- **Work request**
Without omission or alteration, write out all of the data.

** Opening Records for this exercise block **

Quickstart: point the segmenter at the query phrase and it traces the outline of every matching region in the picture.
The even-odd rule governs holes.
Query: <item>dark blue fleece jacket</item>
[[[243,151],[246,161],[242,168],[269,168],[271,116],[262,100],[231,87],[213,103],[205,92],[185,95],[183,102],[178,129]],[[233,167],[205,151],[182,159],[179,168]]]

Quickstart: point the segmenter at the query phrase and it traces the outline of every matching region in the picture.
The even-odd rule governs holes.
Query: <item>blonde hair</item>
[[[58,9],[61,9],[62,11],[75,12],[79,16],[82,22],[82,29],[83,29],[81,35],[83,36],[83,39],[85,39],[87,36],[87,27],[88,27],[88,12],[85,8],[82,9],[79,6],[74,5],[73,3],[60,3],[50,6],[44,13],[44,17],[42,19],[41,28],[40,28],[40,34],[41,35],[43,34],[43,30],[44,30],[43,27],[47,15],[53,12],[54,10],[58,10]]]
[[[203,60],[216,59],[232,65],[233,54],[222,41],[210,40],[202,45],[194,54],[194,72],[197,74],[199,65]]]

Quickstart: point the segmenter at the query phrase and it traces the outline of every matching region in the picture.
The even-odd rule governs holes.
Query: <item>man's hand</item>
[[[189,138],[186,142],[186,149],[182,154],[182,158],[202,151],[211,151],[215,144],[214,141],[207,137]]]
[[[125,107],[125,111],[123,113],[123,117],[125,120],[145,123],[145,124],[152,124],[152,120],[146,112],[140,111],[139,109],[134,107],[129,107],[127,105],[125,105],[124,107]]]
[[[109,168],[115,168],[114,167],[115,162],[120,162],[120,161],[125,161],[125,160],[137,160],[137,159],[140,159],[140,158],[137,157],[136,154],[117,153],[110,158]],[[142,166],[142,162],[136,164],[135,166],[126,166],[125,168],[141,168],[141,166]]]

** Closing Records for this exercise block **

- **Answer for this exercise**
Quickstart: point the segmenter at the query phrase and it traces the outline of every matching region in the picture.
The even-odd rule governs holes.
Query: <item>dark blue fleece jacket</item>
[[[243,151],[246,161],[242,168],[269,168],[271,116],[262,100],[231,87],[213,103],[205,92],[185,95],[183,102],[178,129]],[[233,167],[205,151],[182,159],[179,168]]]

Quickstart: point the segmenter at the query phrase and it traces the outline of every matching region in the picture.
The even-odd rule governs holes.
Query: <item>blonde hair</item>
[[[58,9],[61,9],[62,11],[75,12],[79,16],[82,22],[82,29],[83,29],[81,35],[83,36],[83,39],[85,39],[87,36],[87,27],[88,27],[88,12],[85,8],[82,9],[79,6],[74,5],[73,3],[60,3],[50,6],[44,13],[44,17],[42,19],[41,28],[40,28],[40,34],[41,35],[43,34],[43,30],[44,30],[43,27],[47,15],[53,12],[54,10],[58,10]]]
[[[203,60],[216,59],[232,65],[233,54],[222,41],[210,40],[202,45],[194,54],[194,72],[197,74],[199,65]]]

Quickstart: point the segmenter at the query phrase and it traces the outline of every matching region in the picture.
The even-odd rule governs holes.
Query: <item>man's hand</item>
[[[189,138],[186,142],[186,149],[182,154],[182,158],[202,151],[211,151],[215,144],[214,141],[207,137]]]
[[[125,107],[125,111],[123,113],[123,117],[125,120],[145,123],[145,124],[152,124],[152,120],[146,112],[140,111],[139,109],[134,107],[129,107],[127,105],[125,105],[124,107]]]
[[[109,168],[115,168],[114,167],[115,162],[120,162],[120,161],[125,161],[125,160],[137,160],[137,159],[140,159],[140,158],[137,157],[136,154],[117,153],[110,158]],[[142,166],[142,162],[136,164],[135,166],[126,166],[125,168],[141,168],[141,166]]]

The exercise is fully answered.